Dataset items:
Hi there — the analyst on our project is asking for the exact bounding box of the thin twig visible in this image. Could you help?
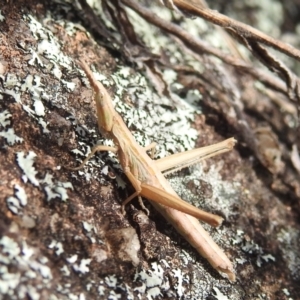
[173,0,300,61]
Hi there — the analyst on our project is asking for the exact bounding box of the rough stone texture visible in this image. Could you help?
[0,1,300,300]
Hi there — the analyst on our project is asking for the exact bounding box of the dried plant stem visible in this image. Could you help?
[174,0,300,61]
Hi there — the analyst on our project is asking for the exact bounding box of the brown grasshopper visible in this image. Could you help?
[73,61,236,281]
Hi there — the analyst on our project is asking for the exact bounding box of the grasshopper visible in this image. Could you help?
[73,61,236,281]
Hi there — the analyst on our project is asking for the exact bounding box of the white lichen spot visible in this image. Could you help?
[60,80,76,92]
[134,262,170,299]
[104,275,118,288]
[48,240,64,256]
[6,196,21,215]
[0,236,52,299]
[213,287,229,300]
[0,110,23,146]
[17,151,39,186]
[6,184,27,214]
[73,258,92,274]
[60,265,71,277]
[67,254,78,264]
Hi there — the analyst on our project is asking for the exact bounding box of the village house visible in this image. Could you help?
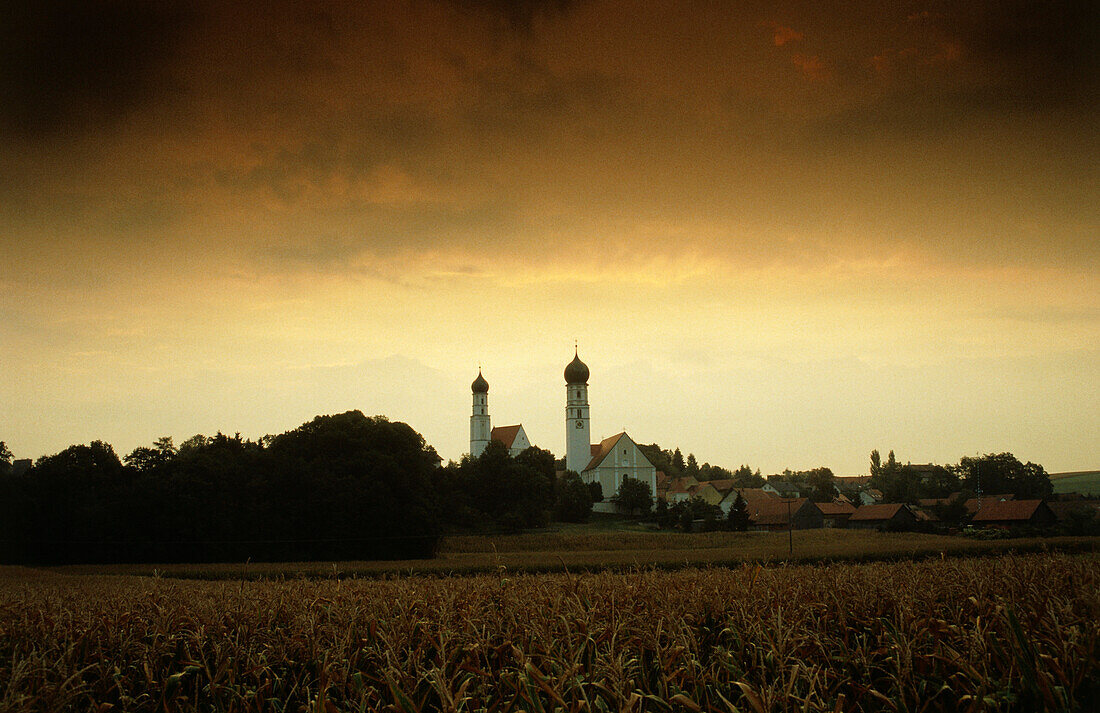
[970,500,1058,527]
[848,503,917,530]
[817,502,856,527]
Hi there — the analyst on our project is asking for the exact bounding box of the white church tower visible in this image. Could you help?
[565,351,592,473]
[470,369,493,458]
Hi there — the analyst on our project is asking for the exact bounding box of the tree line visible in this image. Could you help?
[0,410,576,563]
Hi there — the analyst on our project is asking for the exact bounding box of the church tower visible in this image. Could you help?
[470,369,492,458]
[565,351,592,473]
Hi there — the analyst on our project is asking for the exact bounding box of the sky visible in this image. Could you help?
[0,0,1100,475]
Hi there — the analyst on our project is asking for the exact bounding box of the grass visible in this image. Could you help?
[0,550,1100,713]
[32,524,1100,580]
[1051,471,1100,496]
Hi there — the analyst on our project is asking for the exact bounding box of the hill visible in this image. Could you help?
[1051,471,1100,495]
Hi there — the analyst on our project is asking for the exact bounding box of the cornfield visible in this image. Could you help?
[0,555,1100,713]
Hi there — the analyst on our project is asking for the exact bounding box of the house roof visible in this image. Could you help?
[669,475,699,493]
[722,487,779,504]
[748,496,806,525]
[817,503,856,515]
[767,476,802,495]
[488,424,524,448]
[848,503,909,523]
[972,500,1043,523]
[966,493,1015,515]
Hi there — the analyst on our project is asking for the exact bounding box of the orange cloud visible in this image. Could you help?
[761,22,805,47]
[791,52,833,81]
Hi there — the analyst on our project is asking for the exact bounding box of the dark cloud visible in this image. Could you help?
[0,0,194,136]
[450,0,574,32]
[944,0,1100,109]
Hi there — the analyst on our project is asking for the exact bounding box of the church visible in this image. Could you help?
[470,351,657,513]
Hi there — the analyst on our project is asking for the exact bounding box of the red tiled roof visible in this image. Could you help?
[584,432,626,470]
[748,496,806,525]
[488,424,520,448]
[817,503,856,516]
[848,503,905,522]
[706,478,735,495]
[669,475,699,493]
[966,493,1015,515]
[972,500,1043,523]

— WORK INSTRUCTIONS —
Reproduce the records from the line with "cornfield visible in this image. Could you help?" to the line with "[0,555,1100,713]", both included, leaving the request text unchanged. Multiply each bounding box coordinate in the answers by 1.65 and round it to a whole number, rounding halves up.

— RESULT —
Hi there — the analyst on our project is asking for the exact bounding box of the cornfield visible in this image. Could you help?
[0,916,1815,1176]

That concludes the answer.